--- Problem description ---
Copy out every record below, word for word.

(Saved data entries)
▶
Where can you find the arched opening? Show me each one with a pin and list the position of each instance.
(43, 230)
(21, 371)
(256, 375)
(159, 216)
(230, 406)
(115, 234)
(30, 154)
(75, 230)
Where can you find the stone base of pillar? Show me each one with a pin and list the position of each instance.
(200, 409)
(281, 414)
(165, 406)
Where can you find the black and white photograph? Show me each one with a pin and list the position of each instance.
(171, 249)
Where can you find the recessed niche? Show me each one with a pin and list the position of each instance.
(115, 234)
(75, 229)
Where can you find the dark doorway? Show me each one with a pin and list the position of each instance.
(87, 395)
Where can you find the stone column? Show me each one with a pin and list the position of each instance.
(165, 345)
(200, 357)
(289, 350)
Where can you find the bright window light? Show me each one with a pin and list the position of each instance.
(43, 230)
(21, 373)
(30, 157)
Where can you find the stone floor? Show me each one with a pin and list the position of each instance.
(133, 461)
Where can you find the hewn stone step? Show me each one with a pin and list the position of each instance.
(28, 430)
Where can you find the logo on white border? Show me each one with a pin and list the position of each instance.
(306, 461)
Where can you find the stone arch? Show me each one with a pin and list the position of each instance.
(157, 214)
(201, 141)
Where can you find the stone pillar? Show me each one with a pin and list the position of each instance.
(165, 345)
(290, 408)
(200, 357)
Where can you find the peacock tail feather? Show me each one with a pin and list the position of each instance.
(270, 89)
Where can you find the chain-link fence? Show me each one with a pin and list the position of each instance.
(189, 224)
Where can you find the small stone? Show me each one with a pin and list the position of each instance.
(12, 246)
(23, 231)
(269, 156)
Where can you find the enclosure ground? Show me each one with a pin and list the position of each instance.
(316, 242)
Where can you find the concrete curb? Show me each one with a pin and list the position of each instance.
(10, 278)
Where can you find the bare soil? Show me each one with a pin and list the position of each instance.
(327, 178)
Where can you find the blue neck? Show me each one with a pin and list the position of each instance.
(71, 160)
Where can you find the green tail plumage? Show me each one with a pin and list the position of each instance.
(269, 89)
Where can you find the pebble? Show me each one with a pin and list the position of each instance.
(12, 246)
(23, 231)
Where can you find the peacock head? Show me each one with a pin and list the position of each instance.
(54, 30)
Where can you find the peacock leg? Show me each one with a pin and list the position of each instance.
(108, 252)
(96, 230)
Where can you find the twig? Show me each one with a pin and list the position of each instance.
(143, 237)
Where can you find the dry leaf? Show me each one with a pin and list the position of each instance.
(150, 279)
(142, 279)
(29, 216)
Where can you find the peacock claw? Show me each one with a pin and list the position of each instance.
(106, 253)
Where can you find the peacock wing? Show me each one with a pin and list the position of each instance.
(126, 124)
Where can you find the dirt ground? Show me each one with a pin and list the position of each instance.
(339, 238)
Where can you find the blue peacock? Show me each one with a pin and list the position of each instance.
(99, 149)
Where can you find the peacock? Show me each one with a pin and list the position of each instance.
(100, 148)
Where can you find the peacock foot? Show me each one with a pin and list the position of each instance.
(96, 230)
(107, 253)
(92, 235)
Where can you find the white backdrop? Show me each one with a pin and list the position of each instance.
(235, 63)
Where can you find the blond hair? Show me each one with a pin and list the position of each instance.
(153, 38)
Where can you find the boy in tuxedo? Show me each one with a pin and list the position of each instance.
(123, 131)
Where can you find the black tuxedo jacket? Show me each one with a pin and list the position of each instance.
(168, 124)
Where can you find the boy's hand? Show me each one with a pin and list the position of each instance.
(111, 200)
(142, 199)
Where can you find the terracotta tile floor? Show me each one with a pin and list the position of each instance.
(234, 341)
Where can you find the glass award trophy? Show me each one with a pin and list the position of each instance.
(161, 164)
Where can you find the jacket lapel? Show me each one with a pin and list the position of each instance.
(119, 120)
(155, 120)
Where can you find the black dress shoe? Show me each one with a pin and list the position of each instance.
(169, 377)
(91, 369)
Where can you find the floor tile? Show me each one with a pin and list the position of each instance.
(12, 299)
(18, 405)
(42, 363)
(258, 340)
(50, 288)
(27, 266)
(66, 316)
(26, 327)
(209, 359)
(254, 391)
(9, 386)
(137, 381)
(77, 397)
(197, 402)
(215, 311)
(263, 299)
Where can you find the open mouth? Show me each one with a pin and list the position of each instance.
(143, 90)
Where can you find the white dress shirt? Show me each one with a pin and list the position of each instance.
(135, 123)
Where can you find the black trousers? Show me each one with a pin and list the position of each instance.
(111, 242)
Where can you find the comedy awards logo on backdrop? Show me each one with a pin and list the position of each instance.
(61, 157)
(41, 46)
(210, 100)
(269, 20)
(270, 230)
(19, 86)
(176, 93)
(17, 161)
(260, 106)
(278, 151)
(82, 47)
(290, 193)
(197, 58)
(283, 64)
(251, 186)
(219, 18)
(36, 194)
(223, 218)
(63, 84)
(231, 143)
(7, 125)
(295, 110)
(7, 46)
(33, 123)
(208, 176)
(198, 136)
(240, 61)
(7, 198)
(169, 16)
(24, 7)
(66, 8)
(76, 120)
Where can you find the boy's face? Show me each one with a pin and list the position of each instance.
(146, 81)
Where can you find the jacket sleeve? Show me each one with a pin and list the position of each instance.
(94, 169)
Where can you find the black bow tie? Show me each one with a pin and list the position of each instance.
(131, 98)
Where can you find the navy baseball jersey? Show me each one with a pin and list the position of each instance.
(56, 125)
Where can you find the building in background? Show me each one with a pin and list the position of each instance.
◀
--- Exercise output ---
Where can you find the arched opening? Show me each one with a pin and list the position of each instance.
(43, 230)
(21, 371)
(256, 375)
(159, 216)
(230, 406)
(115, 234)
(30, 154)
(75, 230)
Where can you find the stone base of pillar? Show me each one with a pin and list the position of each instance.
(200, 409)
(281, 414)
(165, 406)
Where can you find the black and white photograph? Show me each one with a pin and list the position of each instance.
(171, 249)
Where can you find the recessed niche? Show me each one with a pin and list the position of each instance.
(115, 234)
(75, 229)
Where can you find the dark doorway? Show me each one with a pin and list the position of each instance.
(87, 395)
Where can you find the stone column? Show me each one with a pin and list the position of each instance.
(165, 345)
(200, 357)
(289, 350)
Where can you find the bright window light? Show me each one with a pin and list the position of each instance.
(43, 230)
(21, 373)
(30, 157)
Where can you find the stone floor? Show me each one with a pin and list the position of each instance.
(133, 461)
Where can you find the hewn stone step? Show me each one with a pin and list the position of each instance.
(28, 430)
Where can you find the logo on white border? Show me each one with a pin and list the position of each instance.
(306, 461)
Where can you find the stone arch? Show me each one with a pin and list the position of each instance.
(157, 214)
(201, 141)
Where can you find the stone pillar? Show me each one with a pin and list the position of each instance.
(165, 345)
(290, 408)
(200, 357)
Where can you find the peacock tail feather? Show me each one with a pin and list the position of each instance.
(270, 89)
Where can you find the chain-link fence? Show me each one with a pin and list the position of each instance.
(189, 224)
Where can you find the small stone? Show me each one with a pin and list the position of each instance.
(12, 246)
(23, 231)
(269, 156)
Where can you find the enclosure ground? Show me each one with a pin and list the position of each instance.
(316, 242)
Where can you find the concrete curb? Show me each one with a pin and list the position of each instance.
(10, 278)
Where can you find the bare soil? Show me each one with a pin and list the position of each instance.
(327, 178)
Where can you find the blue neck? Show me each one with a pin and list the position of each instance.
(71, 160)
Where can you find the green tail plumage? Show me each one with a pin and list the position of each instance.
(269, 89)
Where can you find the pebble? Show me each one with a pin and list the position of each instance.
(12, 246)
(23, 231)
Where can you find the peacock head? Show me each one with a pin and list the position of each instance.
(54, 30)
Where can you find the peacock leg? Show me each one with a pin and list the position of each instance.
(108, 252)
(96, 230)
Where can you find the twig? Show me each one with a pin and list the position of each instance.
(143, 237)
Where can you find the dry leaf? Show me each one with a pin and list the position of each instance.
(150, 279)
(142, 279)
(29, 216)
Where can you find the peacock claw? Show me each one with a pin and list the position of each instance.
(106, 253)
Where can you find the peacock wing? Show me each one with a pin and list the position of each instance.
(126, 124)
Where can you find the dirt ground? Show me each one with a pin and list the position of each instance.
(339, 238)
Where can you find the blue peacock? Show me each one with a pin and list the position of each instance.
(99, 149)
Where can you find the peacock? Show me each one with a pin and list the position of each instance.
(100, 148)
Where can you find the peacock foot? Show me each one with a pin and list the position of each instance.
(96, 230)
(107, 253)
(92, 235)
Where can you find the white backdrop? Show me each one with a pin and list the position of each instance.
(235, 63)
Where can you find the blond hair? Show me each one with a pin and list the position of each instance.
(153, 38)
Where can you find the boy in tuxedo? Show me each one with a pin and list the position of each instance.
(123, 131)
Where can you find the black tuxedo jacket? Show me each one with a pin and list the position of each instance.
(168, 124)
Where can you find the boy's hand? Show me each one with a pin and list the position of each instance.
(111, 200)
(142, 199)
Where can you find the terracotta tile floor? Show me each one with a pin and list the position of each instance.
(234, 341)
Where can you find the glass award trophy? Show me each one with a pin and list the position of each instance.
(161, 164)
Where can you find the jacket lapel? Show me each one with a pin and list the position of each instance.
(119, 120)
(155, 120)
Where can you find the black dress shoe? Show me each one with a pin and list the position of each instance.
(169, 377)
(91, 369)
Where can you find the floor tile? Show me each one with a pin and list the position of each instance.
(12, 299)
(18, 405)
(42, 363)
(258, 340)
(50, 288)
(27, 266)
(66, 316)
(26, 327)
(209, 359)
(254, 391)
(9, 386)
(137, 381)
(77, 397)
(197, 402)
(215, 311)
(263, 299)
Where can you find the open mouth? Show me each one with a pin and list the position of each instance.
(143, 90)
Where can you find the white dress shirt? Show me each one with a pin and list the position of each instance.
(135, 123)
Where can you find the black trousers? Show me each one with a pin and list the position of each instance.
(111, 242)
Where can you find the comedy awards logo on backdrop? Show me each one with a pin and list the position of each instance.
(61, 157)
(41, 46)
(210, 100)
(269, 20)
(270, 230)
(19, 86)
(176, 93)
(17, 161)
(260, 106)
(278, 151)
(82, 47)
(290, 193)
(197, 58)
(283, 64)
(251, 186)
(219, 18)
(36, 194)
(223, 218)
(63, 84)
(231, 143)
(7, 125)
(295, 110)
(7, 46)
(33, 123)
(208, 176)
(198, 136)
(240, 61)
(7, 198)
(169, 16)
(24, 7)
(66, 8)
(76, 120)
Where can you find the boy's face? Show me each one with a pin and list the position of each instance.
(146, 81)
Where can you find the jacket sleeve? Show me each one with a pin and list the position of each instance.
(94, 169)
Where can you find the black bow tie? Show me each one with a pin and list the position of each instance.
(131, 98)
Where can you find the navy baseball jersey? Show me each one with a pin and list the position of each instance.
(56, 125)
Where can you find the building in background? Show me each one with a pin and list the position of each instance.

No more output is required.